• _DIRECTIONS FOR THIS TASK_: Rewrite all the entries below with every occurrence of "pixel corners" replaced by "pixel coordinates", leaving the rest of the text unchanged.

• _DATA FOR THIS EXERCISE_:
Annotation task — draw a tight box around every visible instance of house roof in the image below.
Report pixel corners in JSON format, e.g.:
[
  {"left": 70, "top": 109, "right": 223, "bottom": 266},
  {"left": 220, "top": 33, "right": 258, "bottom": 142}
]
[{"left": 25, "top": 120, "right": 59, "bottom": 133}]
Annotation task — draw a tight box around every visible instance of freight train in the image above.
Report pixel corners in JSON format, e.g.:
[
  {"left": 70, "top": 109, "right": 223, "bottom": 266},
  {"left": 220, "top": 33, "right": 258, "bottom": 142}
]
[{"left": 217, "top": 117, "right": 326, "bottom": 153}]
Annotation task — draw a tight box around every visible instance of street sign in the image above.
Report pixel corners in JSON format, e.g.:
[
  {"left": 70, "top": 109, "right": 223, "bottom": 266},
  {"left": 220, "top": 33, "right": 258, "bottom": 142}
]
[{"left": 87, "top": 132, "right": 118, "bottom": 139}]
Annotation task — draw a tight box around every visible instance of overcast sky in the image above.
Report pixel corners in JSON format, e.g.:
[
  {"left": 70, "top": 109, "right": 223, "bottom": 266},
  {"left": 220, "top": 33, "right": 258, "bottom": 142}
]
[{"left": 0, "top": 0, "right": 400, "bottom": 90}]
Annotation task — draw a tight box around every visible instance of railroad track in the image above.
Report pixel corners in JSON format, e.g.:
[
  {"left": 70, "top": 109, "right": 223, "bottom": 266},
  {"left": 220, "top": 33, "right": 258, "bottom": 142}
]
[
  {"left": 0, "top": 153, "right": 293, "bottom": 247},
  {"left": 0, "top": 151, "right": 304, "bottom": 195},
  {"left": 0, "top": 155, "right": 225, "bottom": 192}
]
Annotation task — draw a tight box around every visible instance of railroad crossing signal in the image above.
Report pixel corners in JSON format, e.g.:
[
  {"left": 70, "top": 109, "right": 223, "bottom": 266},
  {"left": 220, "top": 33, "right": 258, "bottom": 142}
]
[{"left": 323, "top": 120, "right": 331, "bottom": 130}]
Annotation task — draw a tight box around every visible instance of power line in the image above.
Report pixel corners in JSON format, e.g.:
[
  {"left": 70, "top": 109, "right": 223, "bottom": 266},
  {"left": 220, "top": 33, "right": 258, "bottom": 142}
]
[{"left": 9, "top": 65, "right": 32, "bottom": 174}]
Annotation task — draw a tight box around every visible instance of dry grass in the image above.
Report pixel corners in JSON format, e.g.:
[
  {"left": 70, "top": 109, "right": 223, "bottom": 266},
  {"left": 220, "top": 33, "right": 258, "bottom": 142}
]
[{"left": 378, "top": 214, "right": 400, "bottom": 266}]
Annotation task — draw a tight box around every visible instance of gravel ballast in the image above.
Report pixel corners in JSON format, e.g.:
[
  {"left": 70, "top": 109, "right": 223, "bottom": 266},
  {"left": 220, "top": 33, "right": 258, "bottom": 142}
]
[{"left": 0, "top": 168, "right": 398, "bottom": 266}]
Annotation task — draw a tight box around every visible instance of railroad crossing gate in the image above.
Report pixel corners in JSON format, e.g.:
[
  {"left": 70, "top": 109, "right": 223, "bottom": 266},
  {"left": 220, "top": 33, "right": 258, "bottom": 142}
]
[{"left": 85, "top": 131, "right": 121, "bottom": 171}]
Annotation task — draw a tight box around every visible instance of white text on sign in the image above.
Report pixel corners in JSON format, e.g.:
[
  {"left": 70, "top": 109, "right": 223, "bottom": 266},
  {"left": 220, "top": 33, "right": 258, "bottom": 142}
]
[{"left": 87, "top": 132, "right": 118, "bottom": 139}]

• _EXPECTED ANSWER_:
Annotation task — draw a tight box around every visible instance of house roof in the image below.
Report pixel coordinates in JSON format, e.g.:
[
  {"left": 70, "top": 109, "right": 223, "bottom": 266},
  {"left": 220, "top": 33, "right": 258, "bottom": 142}
]
[{"left": 25, "top": 120, "right": 59, "bottom": 133}]
Annotation task — draw a tight box around every visible instance of freight train in the image above.
Report pixel coordinates in JSON format, e.g.:
[
  {"left": 70, "top": 109, "right": 223, "bottom": 266},
  {"left": 220, "top": 33, "right": 258, "bottom": 142}
]
[{"left": 217, "top": 117, "right": 326, "bottom": 153}]
Annotation task — draw a tight box around every visible instance of street sign in the image above.
Report pixel coordinates in JSON format, e.g.:
[
  {"left": 70, "top": 109, "right": 223, "bottom": 266},
  {"left": 220, "top": 33, "right": 258, "bottom": 142}
]
[{"left": 87, "top": 132, "right": 118, "bottom": 139}]
Annotation task — draw a tight box around every visible instance of overcast sky in the image above.
Report pixel coordinates in JSON format, e.g.:
[
  {"left": 70, "top": 109, "right": 223, "bottom": 266},
  {"left": 220, "top": 33, "right": 258, "bottom": 142}
]
[{"left": 0, "top": 0, "right": 400, "bottom": 90}]
Annotation task — draw a tight box around every visible instance of railroad track in the image above.
Report pixel coordinates in JSON format, e.g.:
[
  {"left": 70, "top": 109, "right": 223, "bottom": 266},
  {"left": 220, "top": 33, "right": 258, "bottom": 142}
]
[
  {"left": 0, "top": 153, "right": 293, "bottom": 247},
  {"left": 0, "top": 151, "right": 304, "bottom": 195},
  {"left": 0, "top": 155, "right": 225, "bottom": 192}
]
Annotation task — draw a tight box around every visible instance of railroad crossing signal in the image above.
Report pixel coordinates in JSON format, e.g.:
[
  {"left": 70, "top": 109, "right": 223, "bottom": 266},
  {"left": 220, "top": 33, "right": 258, "bottom": 142}
]
[{"left": 323, "top": 120, "right": 331, "bottom": 130}]
Annotation task — draw a tight box around every visible instance of power line in the image above.
Report pixel coordinates in JSON format, e.g.:
[
  {"left": 70, "top": 109, "right": 223, "bottom": 266},
  {"left": 220, "top": 33, "right": 258, "bottom": 142}
]
[{"left": 9, "top": 65, "right": 32, "bottom": 174}]
Annotation task — draw a tight box around every visible instance of dry grass in the image above.
Report pixel coordinates in JSON format, e.g.:
[
  {"left": 70, "top": 109, "right": 223, "bottom": 266},
  {"left": 220, "top": 33, "right": 258, "bottom": 142}
]
[{"left": 378, "top": 214, "right": 400, "bottom": 266}]
Annotation task — draw a tight box around every visible instance of gravel ballast in the image above.
Report pixel coordinates in JSON format, e.g.:
[
  {"left": 70, "top": 109, "right": 223, "bottom": 266},
  {"left": 220, "top": 33, "right": 258, "bottom": 142}
]
[{"left": 0, "top": 168, "right": 398, "bottom": 266}]
Annotation task — draw a tight box around every visible instance of railroad crossing gate in the image above.
Report pixel coordinates in JSON format, e.g.:
[
  {"left": 70, "top": 109, "right": 223, "bottom": 266},
  {"left": 220, "top": 33, "right": 258, "bottom": 142}
]
[{"left": 85, "top": 131, "right": 121, "bottom": 171}]
Annotation task — draw a tight box around every visible instance of white text on sign in the image above.
Report pixel coordinates in JSON format, e.g.:
[
  {"left": 70, "top": 109, "right": 223, "bottom": 266},
  {"left": 220, "top": 33, "right": 258, "bottom": 142}
]
[{"left": 87, "top": 132, "right": 118, "bottom": 139}]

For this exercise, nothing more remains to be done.